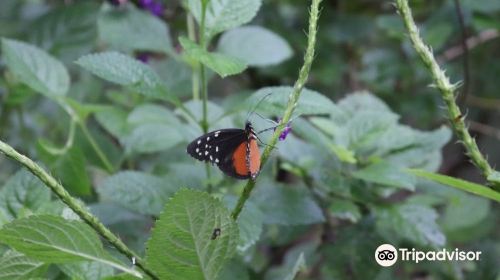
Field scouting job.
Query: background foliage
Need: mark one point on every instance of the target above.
(106, 97)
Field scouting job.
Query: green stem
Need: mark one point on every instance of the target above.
(75, 205)
(107, 164)
(292, 102)
(204, 90)
(447, 90)
(195, 79)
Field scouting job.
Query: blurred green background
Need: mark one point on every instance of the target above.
(362, 47)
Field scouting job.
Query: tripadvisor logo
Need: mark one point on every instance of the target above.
(387, 255)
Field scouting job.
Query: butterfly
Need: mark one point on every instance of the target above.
(234, 151)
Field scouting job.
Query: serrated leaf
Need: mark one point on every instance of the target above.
(35, 68)
(86, 270)
(136, 191)
(183, 245)
(129, 28)
(386, 174)
(310, 102)
(287, 206)
(224, 14)
(16, 266)
(255, 45)
(410, 222)
(124, 70)
(22, 192)
(114, 120)
(222, 64)
(52, 239)
(458, 183)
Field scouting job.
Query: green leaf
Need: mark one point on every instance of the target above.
(222, 64)
(182, 245)
(310, 102)
(224, 14)
(458, 183)
(151, 113)
(35, 68)
(386, 174)
(52, 239)
(255, 45)
(129, 28)
(410, 222)
(344, 209)
(250, 223)
(16, 266)
(86, 270)
(136, 191)
(151, 138)
(124, 70)
(114, 120)
(22, 192)
(67, 31)
(287, 206)
(71, 170)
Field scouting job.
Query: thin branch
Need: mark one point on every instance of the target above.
(465, 58)
(292, 102)
(447, 90)
(74, 204)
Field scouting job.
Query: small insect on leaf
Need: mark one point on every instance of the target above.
(216, 233)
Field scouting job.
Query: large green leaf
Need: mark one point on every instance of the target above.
(124, 70)
(310, 102)
(255, 45)
(35, 68)
(52, 239)
(16, 266)
(410, 222)
(129, 28)
(458, 183)
(184, 242)
(23, 192)
(222, 64)
(137, 191)
(224, 14)
(86, 270)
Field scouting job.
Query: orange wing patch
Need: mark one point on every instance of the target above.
(240, 161)
(254, 158)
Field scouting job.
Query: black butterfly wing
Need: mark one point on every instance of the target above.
(217, 147)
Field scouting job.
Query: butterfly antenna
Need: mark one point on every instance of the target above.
(257, 105)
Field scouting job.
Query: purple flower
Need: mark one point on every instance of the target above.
(285, 132)
(143, 57)
(153, 6)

━━━━

Exercise requirements: Identify each line in the entries above that contains the string "wing", with case counting, and copy every such line in full.

The reply:
Query: orange wing patch
Query: black butterfly wing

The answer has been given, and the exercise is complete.